SET EXERCISE:
Would you output the whole listing below, exactly as it reads?

RAW DATA:

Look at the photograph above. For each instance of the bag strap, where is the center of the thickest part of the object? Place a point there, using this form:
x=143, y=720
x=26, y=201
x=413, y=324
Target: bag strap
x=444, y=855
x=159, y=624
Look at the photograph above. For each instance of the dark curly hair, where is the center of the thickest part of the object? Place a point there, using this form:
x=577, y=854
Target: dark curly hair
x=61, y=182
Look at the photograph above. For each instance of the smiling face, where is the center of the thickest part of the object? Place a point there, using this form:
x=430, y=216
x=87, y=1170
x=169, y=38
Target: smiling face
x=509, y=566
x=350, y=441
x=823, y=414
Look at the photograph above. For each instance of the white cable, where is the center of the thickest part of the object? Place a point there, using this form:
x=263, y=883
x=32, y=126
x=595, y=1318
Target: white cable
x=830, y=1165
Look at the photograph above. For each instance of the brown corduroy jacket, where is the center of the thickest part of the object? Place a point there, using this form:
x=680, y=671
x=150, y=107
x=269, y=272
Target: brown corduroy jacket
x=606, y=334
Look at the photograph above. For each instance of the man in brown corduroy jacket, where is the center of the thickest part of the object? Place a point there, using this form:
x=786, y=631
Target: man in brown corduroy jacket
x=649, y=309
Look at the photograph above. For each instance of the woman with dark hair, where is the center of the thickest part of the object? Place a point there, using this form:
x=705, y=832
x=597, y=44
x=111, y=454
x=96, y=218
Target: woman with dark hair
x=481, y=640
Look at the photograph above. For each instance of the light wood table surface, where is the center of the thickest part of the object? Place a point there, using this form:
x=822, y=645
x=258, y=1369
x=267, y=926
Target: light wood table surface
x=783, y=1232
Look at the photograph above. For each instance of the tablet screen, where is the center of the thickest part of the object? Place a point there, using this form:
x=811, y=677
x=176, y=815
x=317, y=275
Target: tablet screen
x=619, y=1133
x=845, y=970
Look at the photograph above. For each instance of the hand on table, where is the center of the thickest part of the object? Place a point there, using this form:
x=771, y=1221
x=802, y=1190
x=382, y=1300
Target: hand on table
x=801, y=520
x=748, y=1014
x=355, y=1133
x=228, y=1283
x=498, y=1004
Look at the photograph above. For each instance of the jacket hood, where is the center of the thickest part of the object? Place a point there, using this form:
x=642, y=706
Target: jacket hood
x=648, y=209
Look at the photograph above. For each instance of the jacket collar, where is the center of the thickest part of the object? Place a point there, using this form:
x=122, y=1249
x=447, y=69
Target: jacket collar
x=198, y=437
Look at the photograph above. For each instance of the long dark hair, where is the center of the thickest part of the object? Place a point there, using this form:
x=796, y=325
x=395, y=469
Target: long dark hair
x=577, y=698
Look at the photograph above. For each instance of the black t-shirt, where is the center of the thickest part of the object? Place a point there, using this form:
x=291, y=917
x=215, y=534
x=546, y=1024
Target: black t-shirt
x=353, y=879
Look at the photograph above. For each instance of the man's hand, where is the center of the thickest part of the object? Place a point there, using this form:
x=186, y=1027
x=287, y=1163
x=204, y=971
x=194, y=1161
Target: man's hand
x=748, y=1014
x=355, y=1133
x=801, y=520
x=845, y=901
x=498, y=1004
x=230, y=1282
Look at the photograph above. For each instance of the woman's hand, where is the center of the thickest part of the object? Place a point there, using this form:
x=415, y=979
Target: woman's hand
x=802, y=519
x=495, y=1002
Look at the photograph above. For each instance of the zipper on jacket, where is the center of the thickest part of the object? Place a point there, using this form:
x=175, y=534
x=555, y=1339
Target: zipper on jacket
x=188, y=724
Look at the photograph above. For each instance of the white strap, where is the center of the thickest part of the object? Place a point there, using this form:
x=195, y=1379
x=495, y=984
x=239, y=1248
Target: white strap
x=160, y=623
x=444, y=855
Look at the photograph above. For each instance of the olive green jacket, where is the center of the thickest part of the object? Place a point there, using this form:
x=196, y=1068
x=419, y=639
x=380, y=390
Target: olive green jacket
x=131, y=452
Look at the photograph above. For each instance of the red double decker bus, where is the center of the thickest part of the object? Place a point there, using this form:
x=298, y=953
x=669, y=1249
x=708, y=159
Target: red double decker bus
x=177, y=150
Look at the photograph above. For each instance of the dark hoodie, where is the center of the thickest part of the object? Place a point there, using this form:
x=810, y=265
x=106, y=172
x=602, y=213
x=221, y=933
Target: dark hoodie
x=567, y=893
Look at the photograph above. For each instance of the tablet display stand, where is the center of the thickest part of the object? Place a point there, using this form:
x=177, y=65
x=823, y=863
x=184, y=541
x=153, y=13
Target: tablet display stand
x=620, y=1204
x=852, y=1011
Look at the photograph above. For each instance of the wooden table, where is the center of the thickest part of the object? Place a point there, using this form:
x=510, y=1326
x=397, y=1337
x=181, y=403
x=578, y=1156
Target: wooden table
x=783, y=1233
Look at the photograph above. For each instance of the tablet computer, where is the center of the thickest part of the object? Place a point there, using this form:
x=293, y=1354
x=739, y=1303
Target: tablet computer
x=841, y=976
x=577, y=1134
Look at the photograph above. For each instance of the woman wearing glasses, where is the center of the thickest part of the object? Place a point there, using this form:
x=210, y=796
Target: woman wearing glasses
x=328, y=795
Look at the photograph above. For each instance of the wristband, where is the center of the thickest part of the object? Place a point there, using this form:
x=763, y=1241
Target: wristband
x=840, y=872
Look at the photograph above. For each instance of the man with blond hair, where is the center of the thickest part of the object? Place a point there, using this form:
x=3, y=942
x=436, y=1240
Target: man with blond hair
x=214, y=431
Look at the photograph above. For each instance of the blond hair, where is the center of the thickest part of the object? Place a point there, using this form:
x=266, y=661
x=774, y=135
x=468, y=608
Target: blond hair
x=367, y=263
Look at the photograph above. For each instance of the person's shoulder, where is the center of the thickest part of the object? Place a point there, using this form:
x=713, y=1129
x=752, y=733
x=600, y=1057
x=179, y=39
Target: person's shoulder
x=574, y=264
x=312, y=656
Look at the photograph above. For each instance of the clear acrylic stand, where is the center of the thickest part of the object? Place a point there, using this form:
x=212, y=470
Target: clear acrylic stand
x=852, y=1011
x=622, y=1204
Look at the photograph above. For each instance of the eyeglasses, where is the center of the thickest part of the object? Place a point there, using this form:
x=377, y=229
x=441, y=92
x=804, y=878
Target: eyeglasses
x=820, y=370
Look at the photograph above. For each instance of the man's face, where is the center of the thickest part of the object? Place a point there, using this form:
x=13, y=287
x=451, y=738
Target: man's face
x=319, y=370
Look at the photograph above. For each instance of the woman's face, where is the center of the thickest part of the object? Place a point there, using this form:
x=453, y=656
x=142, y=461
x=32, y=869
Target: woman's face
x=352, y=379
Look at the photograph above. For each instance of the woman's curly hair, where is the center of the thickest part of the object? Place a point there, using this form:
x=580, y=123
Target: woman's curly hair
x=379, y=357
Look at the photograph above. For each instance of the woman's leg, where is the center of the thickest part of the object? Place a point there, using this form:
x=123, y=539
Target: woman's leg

EXERCISE RESULT:
Look at the photograph above. For each instance of the bag strap, where is the center of the thickest part of the object? Place a point there, using this form:
x=143, y=720
x=26, y=201
x=413, y=324
Target: bag strap
x=444, y=855
x=159, y=624
Look at the photograph above. For each instance of the dark curly hair, where is the center of the thickest part of the object? Place a point there, using this form:
x=577, y=854
Target: dark curly hair
x=61, y=182
Look at the photograph above. For each instance of the smiling face, where is the center of the thickest part of the object? Place a point there, using this form:
x=430, y=216
x=87, y=1170
x=169, y=38
Target: smiling face
x=509, y=566
x=350, y=441
x=823, y=414
Look at the photograph above. For each instance of the white cable, where is the center of the thickest part of the object? Place a point there, using this form:
x=263, y=883
x=32, y=126
x=595, y=1318
Target: white cable
x=830, y=1165
Look at the photograph above. For each instance of the brown corduroy jacket, where is the center of the thickest part of the object? Place a point there, using this form:
x=680, y=671
x=150, y=107
x=269, y=272
Target: brown corduroy jacket
x=606, y=334
Look at the photograph above. For each instance of the man in brown corduroy jacket, where is the center of the thickest part of the object? Place a point there, using this form:
x=786, y=631
Target: man in brown corduroy jacket
x=649, y=309
Look at the photograph above. For each instance of the woman with dark hair, where is the center of the thickest part of the object? Place a point there, using this form:
x=705, y=832
x=597, y=44
x=111, y=454
x=96, y=218
Target: woman with dark hair
x=481, y=640
Look at the photograph above. For each instance of the light wood table surface, where is the center of the thickest part of the object? Place a point there, using this form:
x=822, y=645
x=258, y=1369
x=267, y=926
Target: light wood table surface
x=783, y=1232
Look at the photograph above. For each instance of the tablet screen, where is the center of the thickest part of the object? Place a point there, using this form:
x=811, y=677
x=176, y=815
x=317, y=275
Target: tablet screen
x=619, y=1133
x=845, y=970
Look at the photograph above. For each instance of the hand on table, where is the center of the thickest part of the object? Place a point there, using this form:
x=771, y=1221
x=802, y=1190
x=382, y=1300
Target: hand on table
x=801, y=520
x=748, y=1014
x=355, y=1133
x=228, y=1283
x=498, y=1004
Look at the photograph above. For each instance of the jacket hood, where is the center of the thickest part of the object? Place a point there, using this form:
x=642, y=706
Target: jacket hood
x=648, y=209
Look at the photograph above. For each instance of the jacket collar, where is the center of the thickest part of the object? Place a point there, using this form:
x=122, y=1249
x=447, y=69
Target: jacket collar
x=198, y=437
Look at the photograph above. For each instance of the long dark hair, where is the center of the thickest part of the object? Place a point there, using this form:
x=796, y=325
x=395, y=469
Target: long dark hair
x=577, y=698
Look at the photograph above. For each instance of the black t-shirt, where is the center of the thickest part of the object? Place a point there, using this form:
x=291, y=917
x=215, y=534
x=546, y=1024
Target: black t-shirt
x=353, y=879
Look at the photograph above. For each instance of the man's hand, where is the center of the thickest part of the object? Place a point there, using this form:
x=186, y=1027
x=287, y=1163
x=204, y=971
x=194, y=1161
Target: man's hand
x=748, y=1014
x=355, y=1133
x=801, y=520
x=845, y=901
x=498, y=1004
x=230, y=1282
Look at the photograph above. For each instance of the woman's hand, where is the center of the thickest part of the object? Place a point there, using this form:
x=415, y=979
Target: woman's hand
x=802, y=519
x=495, y=1002
Look at the photograph above. For each instance of the zipper on jacket, where is the center of the thickest part of the object? Place a point there, using this form:
x=175, y=534
x=555, y=1339
Target: zipper on jacket
x=188, y=724
Look at the photograph above. For each instance of the white strap, where is the center of the thickest part of the object? Place a point there, using this form:
x=195, y=1379
x=495, y=984
x=239, y=1248
Target: white strap
x=160, y=623
x=444, y=855
Look at the photograph above. For each instance of the olive green jacket, where is the center of the thickest part of the object? Place a point there, using this form:
x=196, y=1068
x=419, y=639
x=380, y=390
Target: olive green jacket
x=131, y=452
Look at the photograph above. For each instance of the red double decker bus, where is the center of the thickest part of the object? Place a point there, using this form:
x=298, y=953
x=669, y=1249
x=708, y=159
Target: red double decker bus
x=177, y=150
Look at the photograph above. For each instance of the dark hoodie, where is the center of the thickest part of the object? Place a point there, using this form:
x=810, y=265
x=106, y=172
x=602, y=213
x=221, y=933
Target: dark hoodie
x=567, y=893
Look at the photograph above. For each instance of the tablet display stand, where is the center of the thickest part of the object? Place a point there, using this form:
x=177, y=65
x=823, y=863
x=184, y=541
x=153, y=13
Target: tablet display stand
x=620, y=1204
x=852, y=1011
Look at the photograph above. For each instance of the wooden table, where is the center of the thickest part of the object? Place a point there, using this form:
x=510, y=1326
x=397, y=1337
x=181, y=403
x=578, y=1156
Target: wooden table
x=783, y=1233
Look at the photograph above. For each instance of the tablet computer, where is the center of the thickest part of the object? Place a point there, using this form:
x=293, y=1354
x=739, y=1303
Target: tablet computer
x=841, y=976
x=577, y=1134
Look at the photograph above. For each instance of the woman wearing glasses, where is the center of the thickest part of the object? Place a point there, using this form:
x=210, y=796
Target: woman wearing glasses
x=328, y=795
Look at the photograph above. For each instance of the wristband, where is the center of the thickest part of the object? Place a point there, using this form:
x=763, y=1241
Target: wristband
x=840, y=872
Look at the photograph above. For each instance of the man with blond hair, where is the center of the thickest part of the object? Place a point there, using this form:
x=3, y=942
x=436, y=1240
Target: man with blond hair
x=214, y=431
Look at the photograph above. For each instance of the blond hair, where is the center of the thickest part of the object? Place a point there, using this form:
x=266, y=661
x=774, y=135
x=468, y=608
Target: blond hair
x=367, y=263
Look at the photograph above. For each instance of the person's shoulder, where is the center of the thickest part of the object? Place a point there, using this form:
x=713, y=1129
x=752, y=733
x=600, y=1057
x=179, y=39
Target: person's shoulder
x=574, y=264
x=312, y=656
Look at the photograph above. For each instance of the clear acrylic stand, where is the center of the thickest part of the object? Place a point there, using this form:
x=212, y=470
Target: clear acrylic stand
x=852, y=1011
x=622, y=1204
Look at the photograph above. For each instance of the eyeglasses, where is the center of the thickest part of the object? Place a point there, using this form:
x=377, y=229
x=441, y=92
x=804, y=878
Target: eyeglasses
x=820, y=370
Look at the photograph above. For each instance of the man's face, where is the center of the thickest part of the object? Place a point there, using this form:
x=13, y=287
x=451, y=738
Target: man's face
x=319, y=370
Look at the photograph above. For each instance of the woman's face, where is the center of the thickest part of the object? Place a point there, using this form:
x=453, y=656
x=142, y=461
x=32, y=869
Target: woman's face
x=352, y=379
Look at the photograph above. For each instance of the woman's curly hair, where is the center of the thickest part of the object? Place a point there, using this form:
x=580, y=123
Target: woman's curly hair
x=379, y=357
Look at the photograph above. For each instance of the woman's leg, where is the center of the thickest part of the object? Place a point there, using this form:
x=123, y=539
Target: woman's leg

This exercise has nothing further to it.